La fin du « modèle allemand »

mercredi 28 août 2019

Chronique stratégique du 28 août 2019 (pour s’abonner c’est PAR ICI)

L’annonce officielle du recul de 0,1 % du PIB allemand au deuxième trimestre a fait l’effet d’un coup de tonnerre dans le pays des merveilles des « ordolibéraux ». Le « modèle allemand » a du plomb dans l’aile. Les dirigeants français, qui ne jurent que par la réduction des déficits publics et par la « compétitivité » de la France, feraient bien de redescendre sur terre s’ils ne veulent pas connaître le même destin.

**L'exercice:**
Poursuivez, s'il vous plaît, la chronique sur la fin du « modèle allemand » à la suite de sa dernière phrase.

**Données fournies:**
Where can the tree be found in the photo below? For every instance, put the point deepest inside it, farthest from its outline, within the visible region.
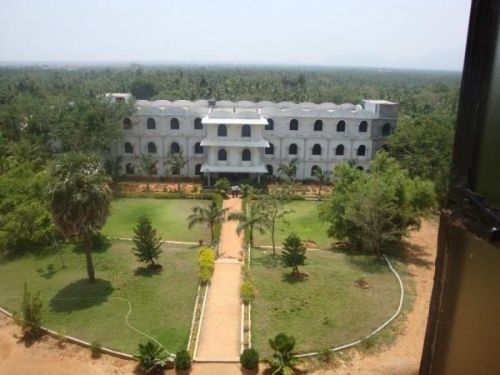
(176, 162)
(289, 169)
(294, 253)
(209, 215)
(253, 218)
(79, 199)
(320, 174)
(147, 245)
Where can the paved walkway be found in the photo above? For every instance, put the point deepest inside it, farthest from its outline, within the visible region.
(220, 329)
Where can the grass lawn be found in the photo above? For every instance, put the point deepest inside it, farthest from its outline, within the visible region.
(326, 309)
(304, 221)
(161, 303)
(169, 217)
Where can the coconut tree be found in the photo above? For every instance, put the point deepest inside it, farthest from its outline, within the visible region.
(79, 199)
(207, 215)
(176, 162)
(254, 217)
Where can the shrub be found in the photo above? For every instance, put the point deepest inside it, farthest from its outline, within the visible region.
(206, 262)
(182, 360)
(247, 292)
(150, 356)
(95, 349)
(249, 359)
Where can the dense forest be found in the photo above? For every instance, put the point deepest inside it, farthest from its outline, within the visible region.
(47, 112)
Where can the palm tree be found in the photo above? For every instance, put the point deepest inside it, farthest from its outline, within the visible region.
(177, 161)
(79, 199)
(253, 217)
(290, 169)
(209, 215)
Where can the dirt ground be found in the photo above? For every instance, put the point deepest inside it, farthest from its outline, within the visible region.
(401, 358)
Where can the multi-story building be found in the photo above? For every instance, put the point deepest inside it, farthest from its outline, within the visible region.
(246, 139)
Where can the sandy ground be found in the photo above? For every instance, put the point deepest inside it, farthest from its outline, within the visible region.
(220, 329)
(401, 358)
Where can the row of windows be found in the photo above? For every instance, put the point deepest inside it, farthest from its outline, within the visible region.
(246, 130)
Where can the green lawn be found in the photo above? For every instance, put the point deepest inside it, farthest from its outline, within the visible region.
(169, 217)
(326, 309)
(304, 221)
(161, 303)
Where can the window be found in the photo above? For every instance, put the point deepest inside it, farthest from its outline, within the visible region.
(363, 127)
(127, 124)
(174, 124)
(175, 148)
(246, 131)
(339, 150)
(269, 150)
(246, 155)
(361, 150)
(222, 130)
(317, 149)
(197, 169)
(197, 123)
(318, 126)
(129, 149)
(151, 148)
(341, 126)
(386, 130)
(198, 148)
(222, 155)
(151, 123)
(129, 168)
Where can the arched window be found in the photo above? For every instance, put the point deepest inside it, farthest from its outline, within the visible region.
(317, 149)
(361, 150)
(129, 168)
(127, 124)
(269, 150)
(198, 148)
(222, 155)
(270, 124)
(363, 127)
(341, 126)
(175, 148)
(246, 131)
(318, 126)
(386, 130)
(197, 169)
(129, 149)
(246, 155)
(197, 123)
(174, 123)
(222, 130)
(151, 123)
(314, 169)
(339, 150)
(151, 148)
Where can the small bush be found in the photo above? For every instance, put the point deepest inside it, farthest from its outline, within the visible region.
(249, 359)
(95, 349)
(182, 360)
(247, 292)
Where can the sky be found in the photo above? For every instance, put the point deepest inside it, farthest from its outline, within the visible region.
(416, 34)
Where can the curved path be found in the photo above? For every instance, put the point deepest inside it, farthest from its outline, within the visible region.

**Réponse à l'exercice:**
Mirages et réalité

Parmi les illusionnés en chef, Bruno Le Maire. Bien que l’industrie française poursuive sa lente décomposition, que les infrastructures (routes, ponts, voies ferrées, etc.) se dégradent et que la démographie amorce un déclin, le ministre de l’Économie se gonfle les baskets avec « la crédibilité retrouvée » de la France auprès des « dirigeants des grands fonds d’investissement internationaux », notamment BlackRock, comme le rapporte le JDD. Le Maire s’extasie face aux 51 milliards de dollars de dividendes distribués aux actionnaires de sociétés françaises au second trimestre 2019 ; « nouveau record historique et meilleure performance européenne de loin », précise l’hebdomadaire, alors qu’en Allemagne, ils n’étaient que de 38,5 milliards.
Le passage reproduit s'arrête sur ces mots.